◆ **BRIEF 1**: Update the passage of the commit thread from "On 7/3/20 9:48" up to and including "to ETag generation." by changing "MMAP" to "memory-mapped file", and write out the revised passage.

=== EXTRACT TO READ ===

Re: svn commit: r1879488 - /httpd/httpd/trunk/server/util_etag.c

classic Classic list List threaded Threaded
3 messages Options
Reply | Threaded
Open this post in threaded view
|

Re: svn commit: r1879488 - /httpd/httpd/trunk/server/util_etag.c

Ruediger Pluem


On 7/3/20 9:48 PM, [hidden email] wrote:

> Author: minfrin
> Date: Fri Jul  3 19:48:53 2020
> New Revision: 1879488
>
> URL: http://svn.apache.org/viewvc?rev=1879488&view=rev
> Log:
> Add MMAP support to ETag generation.
>
> Modified:
>     httpd/httpd/trunk/server/util_etag.c
>
> Modified: httpd/httpd/trunk/server/util_etag.c
> URL: http://svn.apache.org/viewvc/httpd/httpd/trunk/server/util_etag.c?rev=1879488&r1=1879487&r2=1879488&view=diff
> ==============================================================================
> --- httpd/httpd/trunk/server/util_etag.c (original)
> +++ httpd/httpd/trunk/server/util_etag.c Fri Jul  3 19:48:53 2020

> @@ -84,6 +88,113 @@ static void etag_end(char *next, const c
>  }
>  
>  /*
> + * Construct a strong ETag by creating a SHA1 hash across the file content.
> + */
> +static char *make_digest_etag(request_rec *r, etag_rec *er, char *vlv,
> + apr_size_t vlv_len, char *weak, apr_size_t weak_len)

===

◆ **BRIEF 2**: Gather each line of the rows below that contains the string "image", treating case as significant.

=== RECORDS FOR THE EXERCISE ===

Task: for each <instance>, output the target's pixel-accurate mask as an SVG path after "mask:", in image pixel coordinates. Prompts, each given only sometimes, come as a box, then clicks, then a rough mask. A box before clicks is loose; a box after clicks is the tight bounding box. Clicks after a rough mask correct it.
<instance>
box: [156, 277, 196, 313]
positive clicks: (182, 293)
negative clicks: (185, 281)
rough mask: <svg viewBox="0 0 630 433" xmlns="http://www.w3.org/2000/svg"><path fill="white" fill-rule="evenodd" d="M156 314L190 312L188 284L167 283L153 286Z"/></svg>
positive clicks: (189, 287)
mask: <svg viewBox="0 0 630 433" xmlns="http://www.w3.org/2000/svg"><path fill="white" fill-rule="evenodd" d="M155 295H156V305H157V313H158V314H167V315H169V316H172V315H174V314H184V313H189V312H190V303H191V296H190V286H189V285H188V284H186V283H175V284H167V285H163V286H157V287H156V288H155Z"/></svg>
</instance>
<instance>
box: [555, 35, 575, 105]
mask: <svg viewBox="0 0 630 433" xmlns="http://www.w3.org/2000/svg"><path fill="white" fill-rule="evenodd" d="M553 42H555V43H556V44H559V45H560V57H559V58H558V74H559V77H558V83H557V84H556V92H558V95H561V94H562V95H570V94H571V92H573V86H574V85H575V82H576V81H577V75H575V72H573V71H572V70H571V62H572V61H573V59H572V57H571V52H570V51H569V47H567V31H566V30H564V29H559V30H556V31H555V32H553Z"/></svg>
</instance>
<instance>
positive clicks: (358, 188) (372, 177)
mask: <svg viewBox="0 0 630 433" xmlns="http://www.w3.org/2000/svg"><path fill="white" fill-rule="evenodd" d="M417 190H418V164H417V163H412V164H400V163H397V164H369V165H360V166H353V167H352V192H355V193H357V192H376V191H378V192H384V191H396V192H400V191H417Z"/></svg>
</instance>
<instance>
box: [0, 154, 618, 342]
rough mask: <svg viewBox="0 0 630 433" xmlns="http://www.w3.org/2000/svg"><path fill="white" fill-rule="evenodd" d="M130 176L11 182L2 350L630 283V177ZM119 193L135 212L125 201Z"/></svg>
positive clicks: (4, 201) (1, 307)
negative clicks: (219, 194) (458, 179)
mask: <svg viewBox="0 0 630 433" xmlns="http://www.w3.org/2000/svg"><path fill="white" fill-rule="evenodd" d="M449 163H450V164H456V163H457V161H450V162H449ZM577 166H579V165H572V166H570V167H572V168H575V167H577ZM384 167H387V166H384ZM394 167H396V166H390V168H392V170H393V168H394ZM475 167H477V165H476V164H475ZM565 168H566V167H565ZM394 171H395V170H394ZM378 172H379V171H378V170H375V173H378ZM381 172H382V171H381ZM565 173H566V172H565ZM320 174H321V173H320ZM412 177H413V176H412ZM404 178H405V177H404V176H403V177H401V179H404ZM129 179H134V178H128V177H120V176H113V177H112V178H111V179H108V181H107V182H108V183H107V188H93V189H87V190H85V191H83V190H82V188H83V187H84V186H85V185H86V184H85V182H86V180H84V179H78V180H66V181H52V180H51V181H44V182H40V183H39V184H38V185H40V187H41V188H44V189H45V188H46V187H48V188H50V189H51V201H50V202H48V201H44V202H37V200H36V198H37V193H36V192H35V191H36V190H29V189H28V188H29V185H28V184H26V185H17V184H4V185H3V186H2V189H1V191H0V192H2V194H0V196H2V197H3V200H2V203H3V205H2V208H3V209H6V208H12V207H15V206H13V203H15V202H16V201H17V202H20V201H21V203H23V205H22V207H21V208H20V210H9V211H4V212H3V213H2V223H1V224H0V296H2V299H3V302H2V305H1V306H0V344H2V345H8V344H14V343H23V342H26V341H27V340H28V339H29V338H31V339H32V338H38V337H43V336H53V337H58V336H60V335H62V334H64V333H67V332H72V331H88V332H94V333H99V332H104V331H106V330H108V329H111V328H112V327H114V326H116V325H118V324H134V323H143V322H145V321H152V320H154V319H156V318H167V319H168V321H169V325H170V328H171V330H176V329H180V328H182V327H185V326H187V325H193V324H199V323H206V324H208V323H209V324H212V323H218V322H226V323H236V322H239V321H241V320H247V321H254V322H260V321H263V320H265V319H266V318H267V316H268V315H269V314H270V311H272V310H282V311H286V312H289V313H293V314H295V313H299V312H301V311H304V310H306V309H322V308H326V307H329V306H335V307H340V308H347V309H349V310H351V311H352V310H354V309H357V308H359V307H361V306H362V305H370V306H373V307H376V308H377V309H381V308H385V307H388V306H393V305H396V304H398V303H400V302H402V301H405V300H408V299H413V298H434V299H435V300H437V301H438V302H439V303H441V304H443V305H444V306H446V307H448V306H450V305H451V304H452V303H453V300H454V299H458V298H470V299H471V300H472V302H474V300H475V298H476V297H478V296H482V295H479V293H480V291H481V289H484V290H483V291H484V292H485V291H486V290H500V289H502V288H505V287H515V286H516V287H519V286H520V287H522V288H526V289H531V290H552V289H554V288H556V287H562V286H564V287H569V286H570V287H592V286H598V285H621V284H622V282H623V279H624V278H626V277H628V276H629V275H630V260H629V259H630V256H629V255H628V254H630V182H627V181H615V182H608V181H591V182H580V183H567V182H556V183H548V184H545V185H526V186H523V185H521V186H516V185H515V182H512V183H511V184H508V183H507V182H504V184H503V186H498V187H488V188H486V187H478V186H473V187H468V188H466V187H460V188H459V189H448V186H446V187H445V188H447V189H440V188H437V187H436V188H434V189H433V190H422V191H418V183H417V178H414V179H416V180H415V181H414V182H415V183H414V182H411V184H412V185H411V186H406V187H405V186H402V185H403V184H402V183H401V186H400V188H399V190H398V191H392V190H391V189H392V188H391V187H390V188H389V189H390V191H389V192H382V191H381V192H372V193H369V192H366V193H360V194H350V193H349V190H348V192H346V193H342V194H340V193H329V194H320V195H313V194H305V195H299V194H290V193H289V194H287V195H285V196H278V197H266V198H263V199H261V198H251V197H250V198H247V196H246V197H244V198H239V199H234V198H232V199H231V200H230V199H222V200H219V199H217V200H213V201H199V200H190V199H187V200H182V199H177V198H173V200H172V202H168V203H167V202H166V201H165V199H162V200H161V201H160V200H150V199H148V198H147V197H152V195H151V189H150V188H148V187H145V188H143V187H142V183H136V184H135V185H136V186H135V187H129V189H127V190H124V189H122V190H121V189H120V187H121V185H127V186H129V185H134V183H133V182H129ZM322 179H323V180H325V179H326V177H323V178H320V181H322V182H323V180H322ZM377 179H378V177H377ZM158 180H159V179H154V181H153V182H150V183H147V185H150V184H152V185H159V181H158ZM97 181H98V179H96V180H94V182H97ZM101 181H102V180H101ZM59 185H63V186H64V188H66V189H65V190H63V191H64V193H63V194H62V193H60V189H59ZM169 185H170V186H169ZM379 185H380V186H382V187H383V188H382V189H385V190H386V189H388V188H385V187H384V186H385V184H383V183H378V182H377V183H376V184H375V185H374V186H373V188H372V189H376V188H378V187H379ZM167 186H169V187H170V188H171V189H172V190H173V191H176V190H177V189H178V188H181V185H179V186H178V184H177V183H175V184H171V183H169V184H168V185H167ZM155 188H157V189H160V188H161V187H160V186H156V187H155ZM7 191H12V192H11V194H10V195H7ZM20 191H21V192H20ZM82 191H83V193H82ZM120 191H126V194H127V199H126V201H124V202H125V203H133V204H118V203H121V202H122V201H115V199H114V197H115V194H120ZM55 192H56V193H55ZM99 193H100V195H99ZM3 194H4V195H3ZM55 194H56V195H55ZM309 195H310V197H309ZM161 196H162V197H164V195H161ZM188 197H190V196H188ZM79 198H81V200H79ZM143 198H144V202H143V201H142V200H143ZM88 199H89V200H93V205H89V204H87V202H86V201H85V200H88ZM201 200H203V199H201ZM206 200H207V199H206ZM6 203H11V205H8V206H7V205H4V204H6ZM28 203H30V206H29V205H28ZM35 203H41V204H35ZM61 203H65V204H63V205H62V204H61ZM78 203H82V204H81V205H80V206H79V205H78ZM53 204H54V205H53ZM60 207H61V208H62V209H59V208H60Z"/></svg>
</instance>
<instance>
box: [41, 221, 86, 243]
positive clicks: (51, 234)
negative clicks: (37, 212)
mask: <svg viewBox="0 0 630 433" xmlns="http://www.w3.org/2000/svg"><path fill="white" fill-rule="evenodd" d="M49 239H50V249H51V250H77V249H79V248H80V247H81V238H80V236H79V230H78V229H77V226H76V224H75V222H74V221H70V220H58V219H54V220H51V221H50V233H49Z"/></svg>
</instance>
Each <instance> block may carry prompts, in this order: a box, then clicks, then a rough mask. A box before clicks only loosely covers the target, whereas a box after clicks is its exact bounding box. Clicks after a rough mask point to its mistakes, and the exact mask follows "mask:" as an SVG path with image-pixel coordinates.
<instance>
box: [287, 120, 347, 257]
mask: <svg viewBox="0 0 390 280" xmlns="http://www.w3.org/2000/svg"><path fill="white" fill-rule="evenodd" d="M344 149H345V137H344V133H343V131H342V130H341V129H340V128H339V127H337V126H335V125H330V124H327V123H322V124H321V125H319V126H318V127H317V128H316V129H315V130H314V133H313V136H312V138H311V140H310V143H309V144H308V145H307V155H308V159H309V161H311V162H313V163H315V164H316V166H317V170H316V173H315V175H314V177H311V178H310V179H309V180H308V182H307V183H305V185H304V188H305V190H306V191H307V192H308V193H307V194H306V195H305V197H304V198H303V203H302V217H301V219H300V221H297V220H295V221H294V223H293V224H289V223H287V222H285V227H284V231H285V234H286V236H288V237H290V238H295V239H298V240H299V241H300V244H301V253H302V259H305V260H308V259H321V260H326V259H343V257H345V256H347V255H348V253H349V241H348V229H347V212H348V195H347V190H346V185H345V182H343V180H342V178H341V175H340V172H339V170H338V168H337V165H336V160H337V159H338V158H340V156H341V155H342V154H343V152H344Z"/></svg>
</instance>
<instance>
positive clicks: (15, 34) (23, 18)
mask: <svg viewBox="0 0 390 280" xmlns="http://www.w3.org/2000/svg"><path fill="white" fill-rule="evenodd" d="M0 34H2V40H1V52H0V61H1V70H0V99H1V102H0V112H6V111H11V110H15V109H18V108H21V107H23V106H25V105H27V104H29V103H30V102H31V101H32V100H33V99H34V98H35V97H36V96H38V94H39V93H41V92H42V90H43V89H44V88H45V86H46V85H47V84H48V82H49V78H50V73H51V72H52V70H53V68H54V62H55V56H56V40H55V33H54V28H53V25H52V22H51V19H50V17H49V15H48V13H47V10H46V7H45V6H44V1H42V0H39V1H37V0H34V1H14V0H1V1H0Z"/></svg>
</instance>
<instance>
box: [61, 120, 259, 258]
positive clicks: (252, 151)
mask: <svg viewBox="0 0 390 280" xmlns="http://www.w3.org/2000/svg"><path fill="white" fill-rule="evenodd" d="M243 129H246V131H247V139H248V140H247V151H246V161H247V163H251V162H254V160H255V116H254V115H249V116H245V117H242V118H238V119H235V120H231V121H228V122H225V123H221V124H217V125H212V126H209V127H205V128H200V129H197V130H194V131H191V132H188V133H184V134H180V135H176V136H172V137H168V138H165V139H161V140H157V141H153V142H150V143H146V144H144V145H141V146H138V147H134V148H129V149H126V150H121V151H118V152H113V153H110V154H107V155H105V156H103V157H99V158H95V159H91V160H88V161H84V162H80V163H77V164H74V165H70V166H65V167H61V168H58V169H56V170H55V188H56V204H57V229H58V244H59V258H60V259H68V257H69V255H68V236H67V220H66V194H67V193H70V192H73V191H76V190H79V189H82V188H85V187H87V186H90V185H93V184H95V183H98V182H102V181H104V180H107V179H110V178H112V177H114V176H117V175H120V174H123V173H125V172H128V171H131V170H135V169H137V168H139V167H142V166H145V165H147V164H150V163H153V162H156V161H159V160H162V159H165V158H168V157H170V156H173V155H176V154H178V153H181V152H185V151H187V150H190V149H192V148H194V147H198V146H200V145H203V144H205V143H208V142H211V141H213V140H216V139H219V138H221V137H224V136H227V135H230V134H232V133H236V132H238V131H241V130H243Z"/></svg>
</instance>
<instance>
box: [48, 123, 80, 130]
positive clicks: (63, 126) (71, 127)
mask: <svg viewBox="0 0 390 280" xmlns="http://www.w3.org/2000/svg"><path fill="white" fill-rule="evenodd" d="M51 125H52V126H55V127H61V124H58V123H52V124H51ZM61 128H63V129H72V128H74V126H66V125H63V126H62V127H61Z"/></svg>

===

◆ **EXPECTED ANSWER 1**:
On 7/3/20 9:48 PM, [hidden email] wrote:

> Author: minfrin
> Date: Fri Jul  3 19:48:53 2020
> New Revision: 1879488
>
> URL: http://svn.apache.org/viewvc?rev=1879488&view=rev
> Log:
> Add memory-mapped file support to ETag generation.

◆ **EXPECTED ANSWER 2**:
Task: for each <instance>, output the target's pixel-accurate mask as an SVG path after "mask:", in image pixel coordinates. Prompts, each given only sometimes, come as a box, then clicks, then a rough mask. A box before clicks is loose; a box after clicks is the tight bounding box. Clicks after a rough mask correct it.
Each <instance> block may carry prompts, in this order: a box, then clicks, then a rough mask. A box before clicks only loosely covers the target, whereas a box after clicks is its exact bounding box. Clicks after a rough mask point to its mistakes, and the exact mask follows "mask:" as an SVG path with image-pixel coordinates.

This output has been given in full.